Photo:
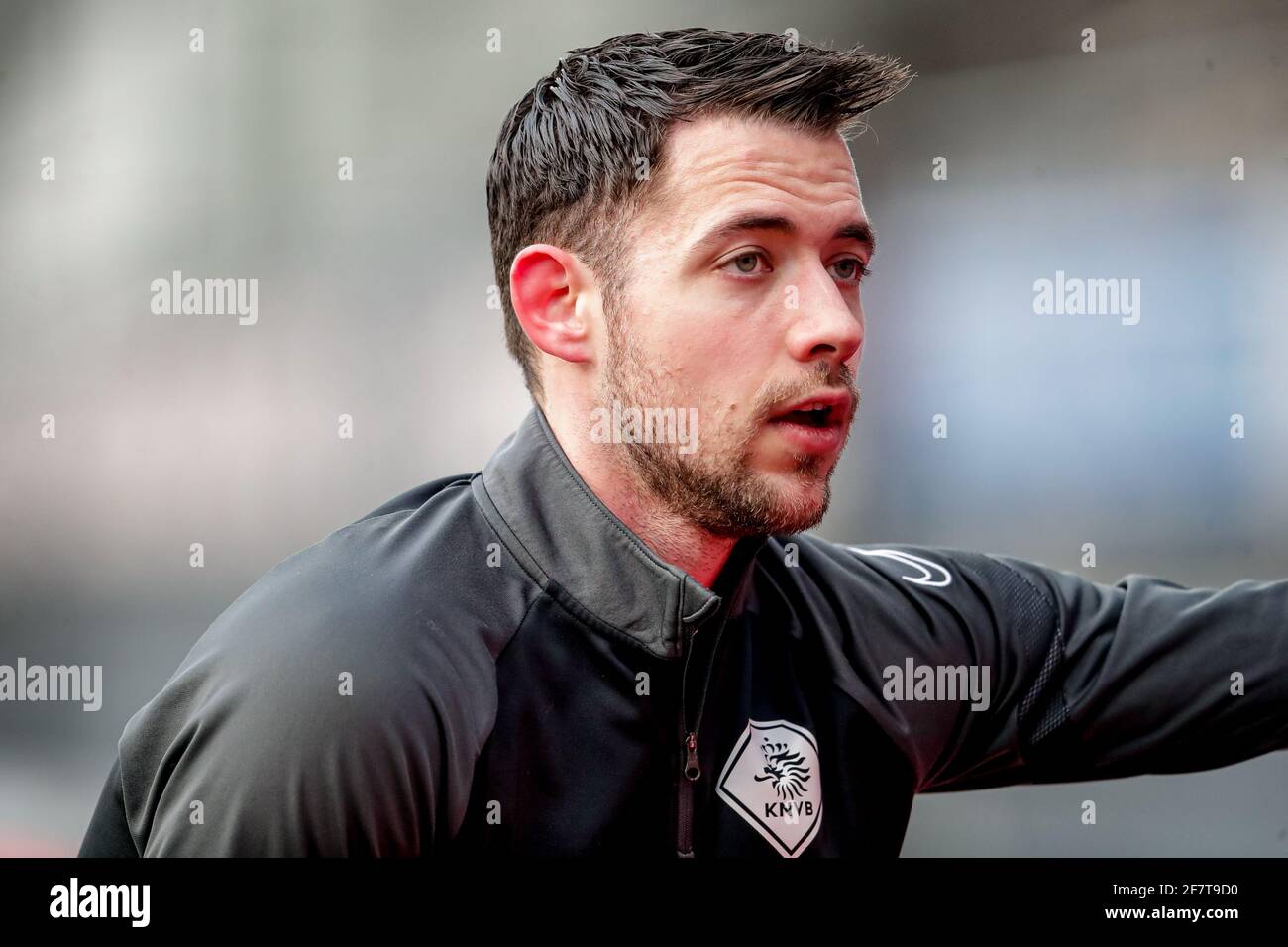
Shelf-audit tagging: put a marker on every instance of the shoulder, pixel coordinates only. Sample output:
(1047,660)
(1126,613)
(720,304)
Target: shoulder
(355,676)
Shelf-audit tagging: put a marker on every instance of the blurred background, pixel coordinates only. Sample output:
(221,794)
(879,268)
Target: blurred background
(373,302)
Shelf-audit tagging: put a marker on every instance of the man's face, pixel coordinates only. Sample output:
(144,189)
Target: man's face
(742,302)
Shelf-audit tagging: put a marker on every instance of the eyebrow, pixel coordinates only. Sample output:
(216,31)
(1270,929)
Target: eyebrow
(861,231)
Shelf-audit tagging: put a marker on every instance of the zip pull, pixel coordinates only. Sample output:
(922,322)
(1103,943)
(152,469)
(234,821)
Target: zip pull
(691,764)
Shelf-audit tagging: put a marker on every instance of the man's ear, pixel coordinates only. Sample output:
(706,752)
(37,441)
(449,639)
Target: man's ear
(544,286)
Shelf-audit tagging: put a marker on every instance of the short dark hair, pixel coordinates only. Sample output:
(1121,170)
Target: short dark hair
(567,162)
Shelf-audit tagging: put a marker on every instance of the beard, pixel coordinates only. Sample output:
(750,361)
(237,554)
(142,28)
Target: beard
(717,487)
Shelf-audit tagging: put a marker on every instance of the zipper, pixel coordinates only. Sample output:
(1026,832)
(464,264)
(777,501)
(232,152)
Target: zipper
(691,772)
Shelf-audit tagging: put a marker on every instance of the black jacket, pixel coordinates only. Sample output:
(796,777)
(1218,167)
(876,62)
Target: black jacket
(493,664)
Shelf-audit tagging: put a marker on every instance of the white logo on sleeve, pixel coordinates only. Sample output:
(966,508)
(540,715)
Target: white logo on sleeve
(931,573)
(772,780)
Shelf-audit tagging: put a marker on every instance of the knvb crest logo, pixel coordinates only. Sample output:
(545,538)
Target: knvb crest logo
(772,780)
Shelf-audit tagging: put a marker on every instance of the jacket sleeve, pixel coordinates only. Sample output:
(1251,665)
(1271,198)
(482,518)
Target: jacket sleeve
(1109,681)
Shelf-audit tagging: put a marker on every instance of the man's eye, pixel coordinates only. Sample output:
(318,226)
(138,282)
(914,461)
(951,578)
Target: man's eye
(850,269)
(745,263)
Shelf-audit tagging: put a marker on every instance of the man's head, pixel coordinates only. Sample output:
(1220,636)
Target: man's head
(677,224)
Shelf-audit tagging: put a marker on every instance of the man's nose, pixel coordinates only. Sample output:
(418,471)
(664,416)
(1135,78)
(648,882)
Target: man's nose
(823,325)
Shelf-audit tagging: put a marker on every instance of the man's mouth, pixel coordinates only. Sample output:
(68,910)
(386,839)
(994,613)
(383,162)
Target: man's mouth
(815,416)
(814,424)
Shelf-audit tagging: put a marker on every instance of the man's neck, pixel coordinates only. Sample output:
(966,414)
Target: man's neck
(671,536)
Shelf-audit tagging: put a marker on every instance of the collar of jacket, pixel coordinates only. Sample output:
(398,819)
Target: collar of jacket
(585,557)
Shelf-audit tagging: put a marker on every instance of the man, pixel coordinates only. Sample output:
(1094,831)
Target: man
(616,638)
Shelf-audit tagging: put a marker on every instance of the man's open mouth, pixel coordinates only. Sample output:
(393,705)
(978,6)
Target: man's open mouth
(816,416)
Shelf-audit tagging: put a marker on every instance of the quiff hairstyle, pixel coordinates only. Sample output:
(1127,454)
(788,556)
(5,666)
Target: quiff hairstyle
(579,155)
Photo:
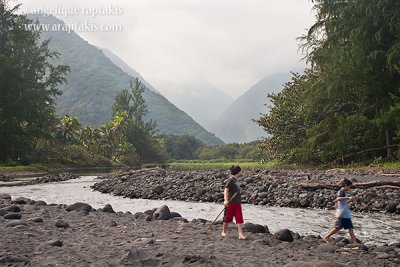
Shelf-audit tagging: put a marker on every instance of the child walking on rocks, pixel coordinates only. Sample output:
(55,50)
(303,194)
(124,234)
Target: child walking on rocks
(342,213)
(232,202)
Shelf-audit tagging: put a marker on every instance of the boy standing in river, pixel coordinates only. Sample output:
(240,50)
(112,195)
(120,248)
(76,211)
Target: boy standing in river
(342,213)
(233,203)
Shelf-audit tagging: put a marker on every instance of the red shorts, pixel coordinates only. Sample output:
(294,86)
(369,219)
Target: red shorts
(233,210)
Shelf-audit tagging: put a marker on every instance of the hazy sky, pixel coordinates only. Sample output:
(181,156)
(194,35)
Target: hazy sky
(229,44)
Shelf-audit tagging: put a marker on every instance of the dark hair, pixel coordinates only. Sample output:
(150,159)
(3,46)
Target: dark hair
(346,182)
(235,170)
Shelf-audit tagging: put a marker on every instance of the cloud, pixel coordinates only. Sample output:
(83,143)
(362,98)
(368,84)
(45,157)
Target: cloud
(228,44)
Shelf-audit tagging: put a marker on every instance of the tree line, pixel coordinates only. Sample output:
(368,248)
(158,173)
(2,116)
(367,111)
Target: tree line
(31,131)
(346,106)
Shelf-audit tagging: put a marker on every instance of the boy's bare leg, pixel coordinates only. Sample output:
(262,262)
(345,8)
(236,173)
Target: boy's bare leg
(330,233)
(353,237)
(240,231)
(224,229)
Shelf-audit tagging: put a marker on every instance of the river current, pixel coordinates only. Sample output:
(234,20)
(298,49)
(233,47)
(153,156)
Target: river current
(376,228)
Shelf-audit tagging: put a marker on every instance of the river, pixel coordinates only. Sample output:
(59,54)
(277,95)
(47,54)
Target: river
(376,228)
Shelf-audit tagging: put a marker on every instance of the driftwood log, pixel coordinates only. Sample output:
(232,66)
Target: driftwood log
(315,186)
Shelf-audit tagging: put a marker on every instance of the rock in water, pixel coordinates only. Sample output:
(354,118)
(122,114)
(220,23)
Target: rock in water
(162,213)
(175,214)
(22,200)
(284,235)
(158,189)
(255,228)
(391,207)
(79,206)
(108,208)
(16,223)
(61,224)
(56,243)
(12,208)
(5,196)
(36,220)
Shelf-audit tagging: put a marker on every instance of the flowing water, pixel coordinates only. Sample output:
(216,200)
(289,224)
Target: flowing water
(376,228)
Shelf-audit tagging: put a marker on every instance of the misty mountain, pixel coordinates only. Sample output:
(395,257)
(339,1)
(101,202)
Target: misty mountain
(235,125)
(94,81)
(202,102)
(126,68)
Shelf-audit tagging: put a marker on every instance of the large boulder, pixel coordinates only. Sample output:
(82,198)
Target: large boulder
(12,208)
(142,216)
(284,235)
(175,215)
(61,224)
(5,196)
(16,223)
(255,228)
(108,208)
(327,247)
(158,189)
(13,216)
(391,207)
(162,213)
(21,200)
(78,206)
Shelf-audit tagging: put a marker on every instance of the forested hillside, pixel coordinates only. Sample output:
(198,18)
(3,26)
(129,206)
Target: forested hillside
(236,124)
(346,108)
(94,80)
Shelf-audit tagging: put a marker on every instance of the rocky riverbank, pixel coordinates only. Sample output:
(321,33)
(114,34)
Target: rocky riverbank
(285,188)
(49,178)
(34,233)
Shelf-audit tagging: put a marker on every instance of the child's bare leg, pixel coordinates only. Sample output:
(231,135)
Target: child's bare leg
(353,237)
(330,233)
(224,229)
(240,231)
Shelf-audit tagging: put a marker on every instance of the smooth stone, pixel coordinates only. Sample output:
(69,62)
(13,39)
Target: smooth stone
(12,208)
(79,206)
(175,214)
(255,228)
(61,224)
(327,248)
(263,242)
(40,203)
(4,196)
(13,216)
(16,223)
(142,216)
(162,213)
(56,243)
(383,255)
(180,219)
(395,244)
(36,220)
(21,200)
(284,235)
(108,208)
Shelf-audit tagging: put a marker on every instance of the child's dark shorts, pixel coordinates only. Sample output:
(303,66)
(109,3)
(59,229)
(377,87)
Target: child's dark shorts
(345,223)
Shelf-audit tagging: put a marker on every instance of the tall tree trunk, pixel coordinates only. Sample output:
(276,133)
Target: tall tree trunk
(389,150)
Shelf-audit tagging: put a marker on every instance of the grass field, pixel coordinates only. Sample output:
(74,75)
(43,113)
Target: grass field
(220,165)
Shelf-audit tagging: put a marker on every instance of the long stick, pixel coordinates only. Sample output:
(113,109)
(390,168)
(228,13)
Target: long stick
(234,195)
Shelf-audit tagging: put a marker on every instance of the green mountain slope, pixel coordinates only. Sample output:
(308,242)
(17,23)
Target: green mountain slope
(236,124)
(94,81)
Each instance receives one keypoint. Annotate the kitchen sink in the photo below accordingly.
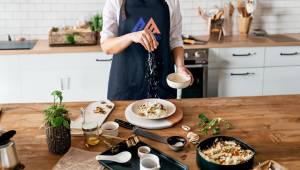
(17, 45)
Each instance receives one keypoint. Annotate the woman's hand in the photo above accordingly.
(185, 71)
(146, 38)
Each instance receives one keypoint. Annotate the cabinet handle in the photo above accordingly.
(289, 54)
(242, 74)
(69, 83)
(243, 55)
(103, 60)
(61, 83)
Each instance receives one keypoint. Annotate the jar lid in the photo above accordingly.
(89, 126)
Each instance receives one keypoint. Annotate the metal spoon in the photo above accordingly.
(121, 157)
(176, 143)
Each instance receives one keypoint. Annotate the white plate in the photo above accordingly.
(90, 116)
(170, 107)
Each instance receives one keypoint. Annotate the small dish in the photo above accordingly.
(110, 128)
(170, 108)
(178, 81)
(143, 150)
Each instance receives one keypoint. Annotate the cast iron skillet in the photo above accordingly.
(206, 165)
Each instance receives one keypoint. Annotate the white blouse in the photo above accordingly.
(111, 13)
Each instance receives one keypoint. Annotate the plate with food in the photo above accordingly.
(153, 109)
(224, 153)
(95, 111)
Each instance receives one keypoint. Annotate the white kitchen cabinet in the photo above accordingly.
(282, 56)
(236, 57)
(10, 91)
(281, 80)
(81, 76)
(240, 82)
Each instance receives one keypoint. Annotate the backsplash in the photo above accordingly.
(33, 18)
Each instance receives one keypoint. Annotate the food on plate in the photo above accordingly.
(109, 106)
(193, 138)
(152, 110)
(99, 110)
(226, 153)
(185, 128)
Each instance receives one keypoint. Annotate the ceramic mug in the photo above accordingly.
(149, 162)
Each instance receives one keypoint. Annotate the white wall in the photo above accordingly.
(33, 18)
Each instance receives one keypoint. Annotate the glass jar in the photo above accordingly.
(91, 133)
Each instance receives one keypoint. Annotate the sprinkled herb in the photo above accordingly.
(214, 125)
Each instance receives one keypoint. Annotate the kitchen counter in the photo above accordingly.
(269, 124)
(42, 47)
(250, 41)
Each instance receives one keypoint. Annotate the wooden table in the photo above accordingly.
(270, 124)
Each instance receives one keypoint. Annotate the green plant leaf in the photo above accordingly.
(228, 125)
(216, 131)
(203, 118)
(57, 121)
(66, 124)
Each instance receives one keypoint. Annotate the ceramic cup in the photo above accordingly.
(149, 162)
(143, 150)
(110, 128)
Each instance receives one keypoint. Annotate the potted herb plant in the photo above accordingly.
(96, 25)
(57, 125)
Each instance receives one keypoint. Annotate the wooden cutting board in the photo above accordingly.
(153, 124)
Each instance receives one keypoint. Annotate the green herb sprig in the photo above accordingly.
(214, 125)
(56, 115)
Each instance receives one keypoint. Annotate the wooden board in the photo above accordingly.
(270, 124)
(153, 124)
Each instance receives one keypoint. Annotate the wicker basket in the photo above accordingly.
(80, 38)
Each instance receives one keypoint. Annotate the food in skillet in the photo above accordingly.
(226, 153)
(152, 110)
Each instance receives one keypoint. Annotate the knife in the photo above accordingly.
(125, 124)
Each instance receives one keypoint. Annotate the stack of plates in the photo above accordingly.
(172, 117)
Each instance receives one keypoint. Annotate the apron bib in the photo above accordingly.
(136, 74)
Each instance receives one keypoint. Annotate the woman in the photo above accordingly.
(145, 38)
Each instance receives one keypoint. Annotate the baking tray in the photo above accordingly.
(166, 162)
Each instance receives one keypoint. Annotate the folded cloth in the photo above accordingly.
(77, 159)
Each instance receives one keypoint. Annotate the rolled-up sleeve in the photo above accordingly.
(110, 19)
(176, 26)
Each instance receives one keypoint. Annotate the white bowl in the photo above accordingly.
(178, 80)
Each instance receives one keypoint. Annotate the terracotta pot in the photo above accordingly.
(58, 139)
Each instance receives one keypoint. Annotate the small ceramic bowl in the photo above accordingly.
(143, 150)
(110, 128)
(178, 80)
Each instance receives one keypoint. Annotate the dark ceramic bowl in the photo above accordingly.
(203, 164)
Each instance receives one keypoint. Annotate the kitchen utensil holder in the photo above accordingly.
(216, 29)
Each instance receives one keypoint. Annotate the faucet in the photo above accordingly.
(9, 38)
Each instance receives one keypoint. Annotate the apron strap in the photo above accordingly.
(123, 14)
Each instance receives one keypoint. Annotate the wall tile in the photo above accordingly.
(33, 18)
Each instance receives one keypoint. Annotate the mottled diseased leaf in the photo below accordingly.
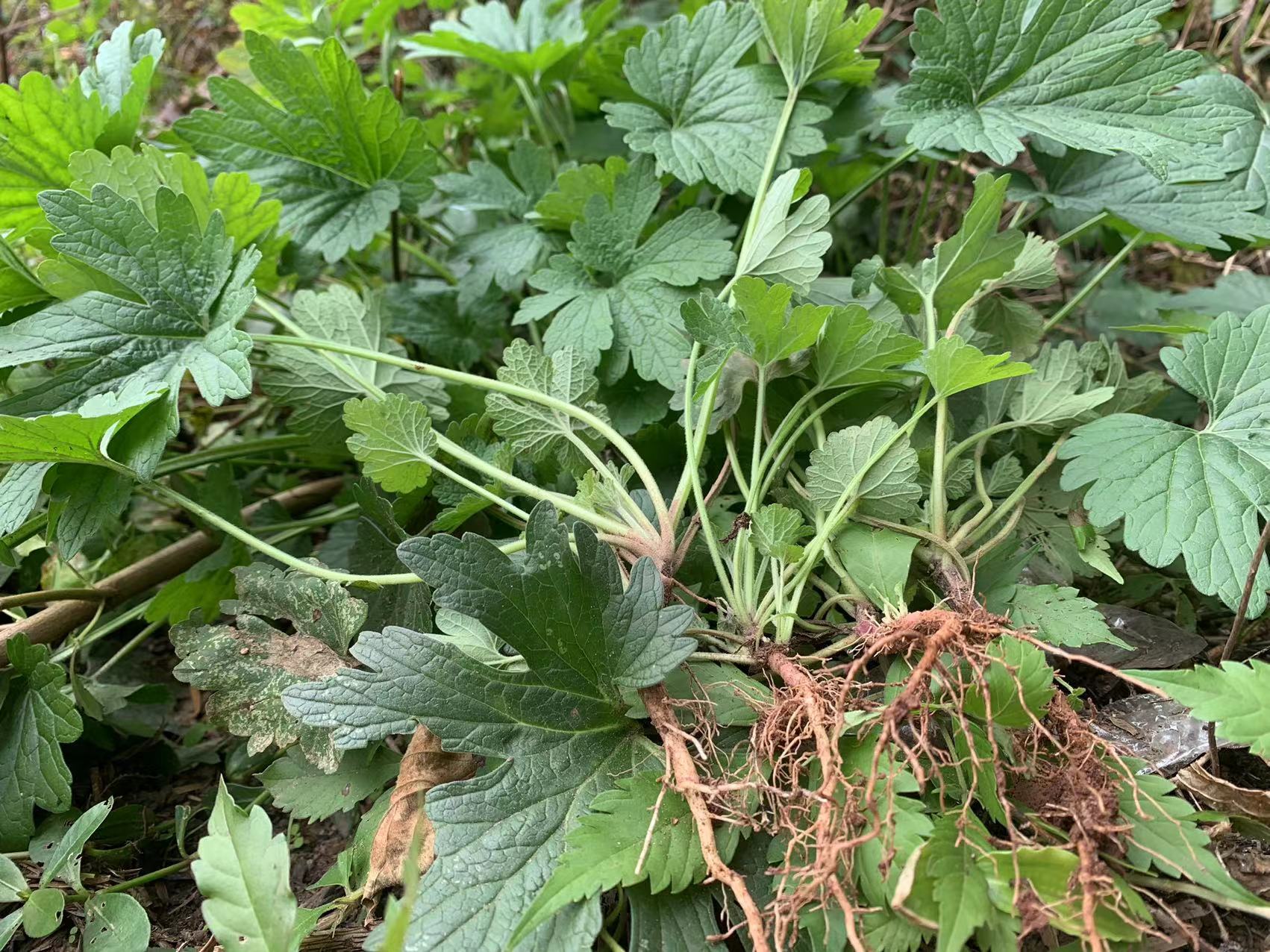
(247, 666)
(309, 794)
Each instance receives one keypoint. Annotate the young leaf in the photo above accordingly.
(559, 730)
(1061, 616)
(316, 385)
(1184, 492)
(507, 253)
(528, 45)
(701, 114)
(1163, 837)
(41, 127)
(119, 74)
(615, 292)
(249, 664)
(879, 560)
(140, 175)
(535, 429)
(1074, 72)
(672, 922)
(786, 246)
(856, 349)
(868, 463)
(775, 331)
(776, 530)
(244, 874)
(1235, 696)
(1019, 682)
(309, 794)
(392, 439)
(605, 848)
(716, 327)
(340, 159)
(960, 889)
(1057, 396)
(813, 43)
(65, 861)
(115, 922)
(36, 718)
(972, 263)
(954, 366)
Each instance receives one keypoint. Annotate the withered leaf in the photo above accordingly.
(423, 767)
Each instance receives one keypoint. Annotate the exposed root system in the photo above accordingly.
(911, 674)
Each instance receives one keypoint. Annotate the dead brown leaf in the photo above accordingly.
(1224, 795)
(423, 767)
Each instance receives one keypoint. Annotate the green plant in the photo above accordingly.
(763, 574)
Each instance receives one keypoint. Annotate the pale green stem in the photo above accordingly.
(231, 451)
(734, 459)
(136, 642)
(560, 501)
(839, 512)
(868, 183)
(1014, 498)
(340, 367)
(1069, 237)
(1015, 516)
(531, 103)
(765, 182)
(497, 386)
(272, 551)
(760, 409)
(478, 489)
(695, 469)
(1087, 289)
(939, 499)
(771, 466)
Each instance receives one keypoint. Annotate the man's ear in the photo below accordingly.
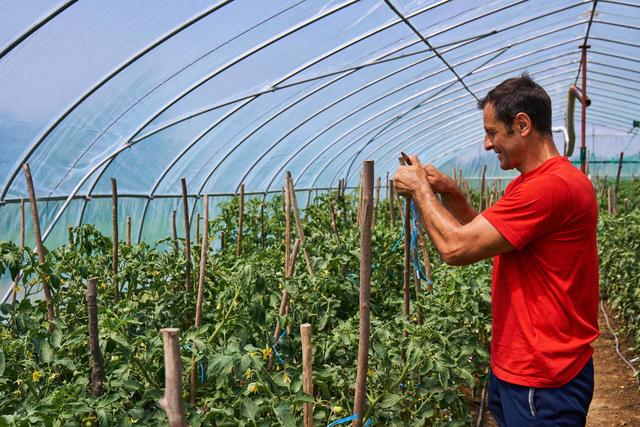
(522, 123)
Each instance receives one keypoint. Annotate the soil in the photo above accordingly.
(616, 399)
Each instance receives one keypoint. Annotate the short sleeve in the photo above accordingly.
(531, 209)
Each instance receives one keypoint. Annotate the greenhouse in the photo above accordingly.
(206, 215)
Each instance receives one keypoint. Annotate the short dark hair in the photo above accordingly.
(520, 94)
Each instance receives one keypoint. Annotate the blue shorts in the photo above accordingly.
(516, 405)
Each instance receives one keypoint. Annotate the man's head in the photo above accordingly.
(517, 113)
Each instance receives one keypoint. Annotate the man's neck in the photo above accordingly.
(542, 149)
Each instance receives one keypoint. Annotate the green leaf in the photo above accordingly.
(390, 400)
(284, 415)
(46, 354)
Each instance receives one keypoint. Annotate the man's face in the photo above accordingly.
(507, 145)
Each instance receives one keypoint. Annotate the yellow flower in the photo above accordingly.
(286, 379)
(248, 374)
(266, 352)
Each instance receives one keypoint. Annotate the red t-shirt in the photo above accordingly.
(545, 292)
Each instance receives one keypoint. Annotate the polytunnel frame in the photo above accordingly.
(467, 113)
(463, 41)
(132, 59)
(308, 141)
(448, 82)
(127, 144)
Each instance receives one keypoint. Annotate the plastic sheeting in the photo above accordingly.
(224, 92)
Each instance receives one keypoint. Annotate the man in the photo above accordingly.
(542, 235)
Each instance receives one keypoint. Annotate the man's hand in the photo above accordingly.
(408, 179)
(440, 183)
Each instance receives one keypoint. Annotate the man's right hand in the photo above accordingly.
(440, 183)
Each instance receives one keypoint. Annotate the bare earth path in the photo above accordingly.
(616, 400)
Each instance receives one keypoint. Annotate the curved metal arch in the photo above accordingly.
(53, 125)
(446, 29)
(395, 147)
(278, 86)
(480, 69)
(420, 147)
(129, 141)
(553, 85)
(274, 86)
(22, 37)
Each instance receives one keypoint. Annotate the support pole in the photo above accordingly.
(128, 231)
(201, 278)
(97, 361)
(39, 245)
(174, 232)
(240, 221)
(583, 143)
(307, 372)
(187, 237)
(296, 217)
(172, 402)
(360, 399)
(114, 223)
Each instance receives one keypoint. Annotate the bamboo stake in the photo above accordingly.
(174, 231)
(172, 402)
(287, 222)
(240, 221)
(407, 261)
(198, 227)
(483, 185)
(15, 282)
(201, 278)
(618, 173)
(39, 245)
(128, 231)
(296, 217)
(284, 301)
(307, 372)
(391, 205)
(187, 237)
(97, 360)
(365, 296)
(114, 222)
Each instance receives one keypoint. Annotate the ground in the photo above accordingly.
(616, 400)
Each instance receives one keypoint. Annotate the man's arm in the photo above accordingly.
(458, 244)
(452, 198)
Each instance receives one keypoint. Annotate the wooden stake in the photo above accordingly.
(114, 222)
(618, 173)
(391, 205)
(287, 222)
(128, 231)
(307, 372)
(296, 217)
(39, 245)
(284, 302)
(172, 402)
(174, 231)
(97, 361)
(365, 295)
(198, 227)
(201, 278)
(187, 237)
(483, 186)
(240, 221)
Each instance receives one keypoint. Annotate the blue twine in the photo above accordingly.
(347, 419)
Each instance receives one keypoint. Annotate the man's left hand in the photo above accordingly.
(408, 179)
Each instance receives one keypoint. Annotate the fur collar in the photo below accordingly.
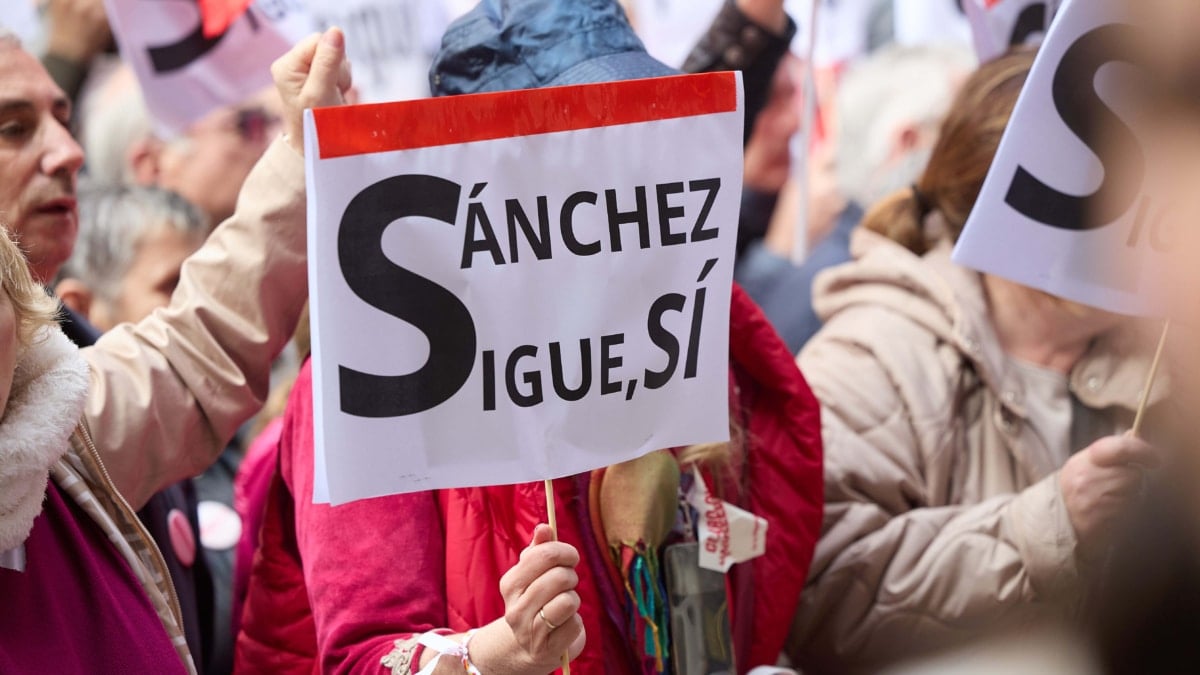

• _AIM OF THE TASK_
Pictures are left out; print exactly the lines from the one holding "Each instance receives one keypoint. Annotate the man's hand" through the last line of the listing above, both included.

• _SOLUTION TO THE PROBLEM_
Each instance receives one keypoint. Annotate the man's hand in the photo above accordingly.
(408, 179)
(440, 183)
Each instance receives one keypoint. Annotate the man's right hand in the photo above accordingly.
(440, 183)
Each instance receives one keypoint. Annotate the bare earth path in the photo above accordingly.
(616, 400)
Each instance receives one keypoint. Annotate the curved metal arch in the photo above accordingly.
(53, 125)
(446, 29)
(395, 147)
(278, 86)
(480, 69)
(420, 147)
(129, 141)
(553, 85)
(274, 86)
(22, 37)
Each instance receives one keypoint. Annotate the support pole in the photo above accordingly.
(128, 231)
(201, 278)
(97, 361)
(39, 245)
(174, 232)
(240, 221)
(583, 143)
(307, 372)
(187, 237)
(296, 217)
(172, 402)
(360, 399)
(114, 223)
Each instance receives one keypoint. Annotate the bamboo stake in the photo above accordingly.
(174, 231)
(172, 402)
(287, 222)
(240, 221)
(407, 261)
(198, 227)
(483, 185)
(15, 282)
(201, 278)
(618, 173)
(39, 245)
(128, 231)
(296, 217)
(284, 301)
(307, 372)
(391, 205)
(187, 237)
(97, 360)
(365, 296)
(114, 222)
Each instance receives one keypoint. Annotate the ground in the photo above accordingly.
(616, 400)
Each instance receives one keypoint. Annotate the man's arm in the photo above accordingly.
(458, 244)
(452, 198)
Each instance receives one keypoint. Annotate the wooden stake in the photo above accordingly.
(114, 222)
(618, 173)
(391, 205)
(287, 222)
(128, 231)
(307, 372)
(296, 217)
(39, 245)
(284, 302)
(172, 402)
(174, 231)
(97, 361)
(365, 295)
(198, 227)
(201, 278)
(187, 237)
(483, 186)
(240, 221)
Each instance receives one keypoint. Annotate the blue twine in the photo above accordingly.
(347, 419)
Each instance receives one keypoint. Annotate the man's left hand in the photo above accordingly.
(408, 179)
Each instance receives one keypoint. Annotate the fur collar in the photo below accordingly.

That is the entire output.